━━━━━ Extrait choisi
C’est drôle ce besoin de se replonger dans le passé ! Je te l’ai déjà dit, ça sent le sapin, avec cette fringale de souvenir, cet appétit de torture au nom des souvenirs qui n’en finissent pas de ne pas mourir !

Paris n’est pas simplement un endroit où habiter, mais plutôt un point d’ancrage. Tu n’oublies jamais que tu as été parisien. Tu ne renies jamais ton quartier .Tu le chéris comme l’homme libre de Victor Hugo qui toujours chérira la mer. Tu es attaché à ton quartier et à tes souvenirs comme une mère est attachée à son enfant par ce mystérieux fil d’argent qui ne se coupe jamais, même si l’un ou l’autre passe dans la pièce d’à côté.

Même pas peur d’être dépassé par la mémoire lointaine !


(Gare de Lyon : point de tous les départs ?)

Impossible aujourd’hui de prendre au départ de la Gare de Lyon, un TGV vers le sud-est sans être envahi par les souvenirs, les odeurs, le putain de passé qui trouve à chaque fois sa place au fond de moi et me file souvent la nausée tant je sais qu’il est le passé pour de vrai, maintenant que les trains d’antan sont remplacés par d’imbéciles trains à grand vitesse ou la moindre romance, les yeux dans les yeux, la moindre rêverie, la moindre dérive du cerveau, est devenue impossible pour cause d’horaires à la seconde près.
━━━━━━━━━━
━━━━━ Données fournies
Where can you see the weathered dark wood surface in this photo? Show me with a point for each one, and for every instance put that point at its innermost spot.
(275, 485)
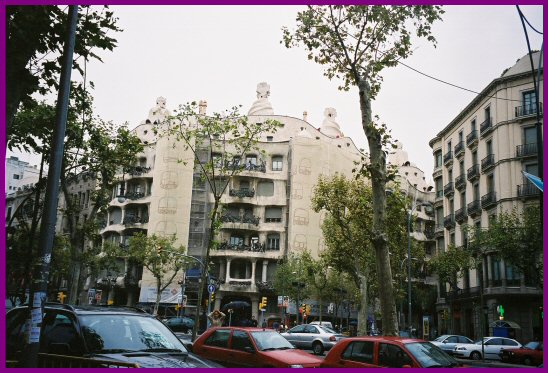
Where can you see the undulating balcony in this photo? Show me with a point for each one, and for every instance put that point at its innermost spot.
(527, 110)
(449, 221)
(460, 215)
(449, 189)
(473, 173)
(527, 150)
(459, 149)
(448, 158)
(488, 163)
(472, 139)
(474, 208)
(241, 193)
(460, 182)
(528, 190)
(488, 200)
━━━━━━━━━━
→ **Tâches à réaliser**
1 - Dans l'extrait sur Paris, à quoi l'attachement à son quartier et à ses souvenirs est-il comparé ?
2 - Présente en CSV à deux colonnes, nommées « demande » et « réponse », les lignes de données situées entre la ligne contenant « Where can you see the undulating » et la fin de ces lignes, bornes incluses. Fais une ligne CSV par demande, mets chaque champ entre guillemets et remplace les sauts de ligne par des espaces.

→ **Exercice corrigé**
1 - À l'attachement d'une mère à son enfant, par un mystérieux fil d'argent qui ne se coupe jamais.

2 -
demande,réponse
"Where can you see the undulating balcony in this photo? Show me with a point for each one, and for every instance put that point at its innermost spot.","(527, 110) (449, 221) (460, 215) (449, 189) (473, 173) (527, 150) (459, 149) (448, 158) (488, 163) (472, 139) (474, 208) (241, 193) (460, 182) (528, 190) (488, 200)"